* **Written task 1**:
Put this sentence from the article on Florida property insurer ratings into Spanish: "Such ratings are important, in part, because mortgage-industry giants Fannie Mae and Freddie Mac require homes to be insured by financially sound companies."
* **Written task 2**:
Carry on the article about Florida property insurer ratings from its last sentence.

* **Page excerpt**:
•••
State considers shift in property insurer financial ratings; Demotech argues consistency is important

by | Sep 3, 2022

 

  • State leaders are looking at new options to stop a meltdown of Florida’s property insurance market
  • Downgraded financial ratings of 17 insurers are at the heart of the problem – financially sound insurers are necessary to meet federal mortgage requirements
  • State officials are examining a proposal that could help insurers qualify for adequate financial ratings
  • Demotech, the company behind the ratings, pushed back, saying they have consistently applied financial standards since 1996

TALLAHASSEE — Angry at a ratings agency that raised the possibility of downgrading 17 Florida property insurers, state leaders could be poised to look for an alternative.

The Joint Legislative Budget Commission next week is expected to consider a proposal to spend $1.5 million to hire a consultant that would look at options for property insurers to get adequate financial ratings.

Such ratings are important, in part, because mortgage-industry giants Fannie Mae and Freddie Mac require homes to be insured by financially sound companies. If insurers lose satisfactory ratings, homeowners could be forced to find other coverage.

State insurance regulators scrambled in July after they said the Demotech ratings agency threatened to downgrade 17 insurers amid widespread financial problems in the property-insurance market. Demotech ultimately downgraded one company and withdrew ratings for two companies, according to the proposal going before the legislative panel next week.
•••
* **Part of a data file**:

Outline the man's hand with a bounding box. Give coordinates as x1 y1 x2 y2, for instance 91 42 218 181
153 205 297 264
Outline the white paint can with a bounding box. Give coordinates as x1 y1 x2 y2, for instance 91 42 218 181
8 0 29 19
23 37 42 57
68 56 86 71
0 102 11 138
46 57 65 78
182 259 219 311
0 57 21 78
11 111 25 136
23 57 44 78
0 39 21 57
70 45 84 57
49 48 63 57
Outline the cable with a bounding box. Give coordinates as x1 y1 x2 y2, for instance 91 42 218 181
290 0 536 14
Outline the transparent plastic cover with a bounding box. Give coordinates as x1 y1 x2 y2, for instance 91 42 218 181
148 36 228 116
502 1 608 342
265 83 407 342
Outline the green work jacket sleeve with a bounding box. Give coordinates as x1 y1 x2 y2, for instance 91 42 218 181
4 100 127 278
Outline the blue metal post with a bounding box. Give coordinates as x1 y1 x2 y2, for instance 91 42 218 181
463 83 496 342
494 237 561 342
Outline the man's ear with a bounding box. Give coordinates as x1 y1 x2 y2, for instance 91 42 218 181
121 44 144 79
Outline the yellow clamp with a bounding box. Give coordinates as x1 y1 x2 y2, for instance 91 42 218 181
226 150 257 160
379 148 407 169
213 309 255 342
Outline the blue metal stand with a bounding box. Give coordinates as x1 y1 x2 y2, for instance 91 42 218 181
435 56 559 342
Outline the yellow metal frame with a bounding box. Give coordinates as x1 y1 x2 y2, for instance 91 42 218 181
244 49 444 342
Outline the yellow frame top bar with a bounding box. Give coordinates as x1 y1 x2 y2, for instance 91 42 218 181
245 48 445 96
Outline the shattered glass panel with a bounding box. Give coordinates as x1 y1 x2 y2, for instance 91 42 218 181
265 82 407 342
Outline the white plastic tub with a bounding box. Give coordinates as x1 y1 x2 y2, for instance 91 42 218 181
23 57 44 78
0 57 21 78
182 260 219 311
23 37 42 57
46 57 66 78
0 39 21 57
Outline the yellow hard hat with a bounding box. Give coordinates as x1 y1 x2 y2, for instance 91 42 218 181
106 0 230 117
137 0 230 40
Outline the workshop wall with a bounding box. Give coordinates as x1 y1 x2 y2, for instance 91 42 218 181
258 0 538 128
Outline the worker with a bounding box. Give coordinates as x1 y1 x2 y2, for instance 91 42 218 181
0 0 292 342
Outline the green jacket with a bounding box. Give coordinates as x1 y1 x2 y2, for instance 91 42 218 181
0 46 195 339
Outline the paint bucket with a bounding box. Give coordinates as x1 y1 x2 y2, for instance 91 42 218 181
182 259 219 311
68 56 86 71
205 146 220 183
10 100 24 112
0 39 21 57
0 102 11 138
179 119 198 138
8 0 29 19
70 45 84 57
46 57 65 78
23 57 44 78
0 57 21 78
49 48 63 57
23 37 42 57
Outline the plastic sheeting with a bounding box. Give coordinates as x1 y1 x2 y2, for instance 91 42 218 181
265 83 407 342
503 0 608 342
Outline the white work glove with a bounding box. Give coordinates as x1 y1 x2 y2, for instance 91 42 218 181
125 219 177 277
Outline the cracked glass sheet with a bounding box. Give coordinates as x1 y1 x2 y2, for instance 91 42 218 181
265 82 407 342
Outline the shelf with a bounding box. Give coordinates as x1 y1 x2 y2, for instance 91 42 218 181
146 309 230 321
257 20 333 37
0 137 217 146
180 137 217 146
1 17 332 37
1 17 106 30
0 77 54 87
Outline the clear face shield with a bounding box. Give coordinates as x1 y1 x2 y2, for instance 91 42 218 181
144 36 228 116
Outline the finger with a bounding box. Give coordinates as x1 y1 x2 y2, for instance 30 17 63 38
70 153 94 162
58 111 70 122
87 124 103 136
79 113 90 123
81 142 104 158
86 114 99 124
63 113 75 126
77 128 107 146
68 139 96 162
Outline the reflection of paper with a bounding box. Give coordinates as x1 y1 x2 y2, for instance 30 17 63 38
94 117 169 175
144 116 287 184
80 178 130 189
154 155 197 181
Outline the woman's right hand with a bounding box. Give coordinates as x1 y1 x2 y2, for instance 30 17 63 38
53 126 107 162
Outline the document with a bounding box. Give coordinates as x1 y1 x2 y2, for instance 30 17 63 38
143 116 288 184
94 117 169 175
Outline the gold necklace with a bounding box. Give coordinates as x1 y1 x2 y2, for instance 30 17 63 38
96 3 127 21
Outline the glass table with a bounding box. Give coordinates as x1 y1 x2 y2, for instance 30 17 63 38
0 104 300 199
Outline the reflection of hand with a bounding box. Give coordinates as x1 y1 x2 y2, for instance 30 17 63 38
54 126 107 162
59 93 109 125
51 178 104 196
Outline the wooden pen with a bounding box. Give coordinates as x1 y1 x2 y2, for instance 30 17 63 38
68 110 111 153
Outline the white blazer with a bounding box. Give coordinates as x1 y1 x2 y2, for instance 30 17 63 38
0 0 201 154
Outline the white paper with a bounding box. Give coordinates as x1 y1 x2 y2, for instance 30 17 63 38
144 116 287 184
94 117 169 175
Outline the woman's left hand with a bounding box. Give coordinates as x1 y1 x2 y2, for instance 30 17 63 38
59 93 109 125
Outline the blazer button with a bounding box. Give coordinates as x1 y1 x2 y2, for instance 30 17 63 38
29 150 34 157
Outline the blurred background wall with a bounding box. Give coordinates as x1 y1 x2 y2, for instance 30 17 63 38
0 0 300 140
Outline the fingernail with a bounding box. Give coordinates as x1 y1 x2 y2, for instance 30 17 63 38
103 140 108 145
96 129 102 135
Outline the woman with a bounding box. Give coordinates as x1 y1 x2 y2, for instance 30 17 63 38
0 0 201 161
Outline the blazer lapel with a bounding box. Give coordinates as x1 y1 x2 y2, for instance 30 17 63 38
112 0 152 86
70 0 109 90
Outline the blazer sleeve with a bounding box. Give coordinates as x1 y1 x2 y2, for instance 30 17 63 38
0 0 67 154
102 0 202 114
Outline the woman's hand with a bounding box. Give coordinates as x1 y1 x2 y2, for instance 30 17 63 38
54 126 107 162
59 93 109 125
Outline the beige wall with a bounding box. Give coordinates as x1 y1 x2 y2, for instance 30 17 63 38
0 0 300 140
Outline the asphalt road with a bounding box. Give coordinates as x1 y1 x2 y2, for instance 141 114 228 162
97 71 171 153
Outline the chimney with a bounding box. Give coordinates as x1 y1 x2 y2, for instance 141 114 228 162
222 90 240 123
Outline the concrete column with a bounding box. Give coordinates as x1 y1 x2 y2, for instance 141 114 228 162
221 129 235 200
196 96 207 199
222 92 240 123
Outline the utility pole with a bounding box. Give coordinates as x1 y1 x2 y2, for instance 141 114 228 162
•••
* **Response 1**:
Dichas calificaciones son importantes, en parte, porque los gigantes de la industria hipotecaria Fannie Mae y Freddie Mac exigen que las viviendas estén aseguradas por compañías financieramente sólidas.

* **Response 2**:
Insurance Commissioner David Altmaier and state Chief Financial Officer Jimmy Patronis publicly questioned Demotech, with Patronis sharply criticizing the agency in letters to leaders of Fannie Mae, Freddie Mac and the Federal Housing Finance Agency.

“If (Fannie Mae and Freddie Mac) de-authorized a sizeable percentage of Florida’s insurers based on the dubious ratings of one company, it would create financial chaos for millions of Floridians,” Patronis wrote.

The Department of Financial Services, which Patronis heads, submitted the $1.5 million proposal to the Joint Legislative Budget Commission, which will meet Sept. 9 and has power to make mid-year budget decisions. The results of the consultant’s work would go to Gov. Ron DeSantis and lawmakers for possible consideration during the 2023 legislative session.

“Demotech’s business practices appear to have caused confusion and concern for Floridians regarding the Florida insurance market,” the proposal said. “Due to the concern of the methodologies used by Demotech and the impact that questionable downgrades will have on millions of Floridians, immediate action is required. The spending authority provided in this budget amendment will allow key stakeholders to research and explore more predictable and reliable financial rating services or alternative solutions.”

Demotech President Joseph Petrelli in July defended the company’s methods and said the company has rated Florida insurers since 1996.

“Demotech has worked diligently to be a positive force in the resurrection and sustenance of the Florida residential property insurance marketplace that was devastated by Hurricane Andrew,” Petrelli wrote in a six-page letter to Altmaier, referring to the massive 1992 hurricane. “Since 1996, Demotech has consistently applied its rating methodology and appeal process to all rated insurers. Our process does not guarantee every carrier’s financial success, nor does our process guarantee carriers an FSR (financial stability rating) at a level that they desire or require.”

The ratings issue has come at a turbulent time in Florida’s property-insurance market, as carriers have shed policies and sought large rate increases because of financial losses. Five insurers have been deemed insolvent since February and a large carrier, United Property & Casualty Insurance Co., announced last month it is exiting the homeowners’ market.

United Property & Casualty was one of the 17 companies targeted by Demotech, which downgraded and then withdrew the company’s rating.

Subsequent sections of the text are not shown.